● Problem: Can you reproduce the listing below with "innermost point" renamed to "most central point" everywhere it occurs and everything else left unchanged?

======== Extracted information ========

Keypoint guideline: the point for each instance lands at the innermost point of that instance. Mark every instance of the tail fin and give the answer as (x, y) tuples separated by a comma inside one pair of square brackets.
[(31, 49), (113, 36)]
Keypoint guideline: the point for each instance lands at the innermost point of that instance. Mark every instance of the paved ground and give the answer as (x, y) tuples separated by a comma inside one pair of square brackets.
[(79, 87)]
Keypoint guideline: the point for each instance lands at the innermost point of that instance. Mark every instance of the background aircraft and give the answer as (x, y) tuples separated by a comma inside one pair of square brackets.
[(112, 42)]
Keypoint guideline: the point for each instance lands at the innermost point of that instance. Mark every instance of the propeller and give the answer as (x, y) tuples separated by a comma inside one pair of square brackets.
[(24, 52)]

========

● Expected answer:
Keypoint guideline: the point for each instance lands at the most central point of that instance. Mark every instance of the tail fin and give the answer as (x, y) tuples separated by a comma inside one pair of square brackets.
[(31, 49), (113, 36)]
Keypoint guideline: the point for each instance lands at the most central point of that instance. Mark every instance of the paved ground and give the answer as (x, y) tuples separated by a comma inside one pair of square brackets.
[(79, 87)]
Keypoint guideline: the point for each instance lands at the most central point of that instance. Mark every instance of the background aircraft and give the answer as (x, y) tuples separated by a comma inside one pair of square brackets.
[(112, 42)]
Keypoint guideline: the point for each instance lands at the most central point of that instance. Mark every instance of the propeller and give the answer as (x, y) tuples separated by a comma inside one pair of square brackets.
[(24, 52)]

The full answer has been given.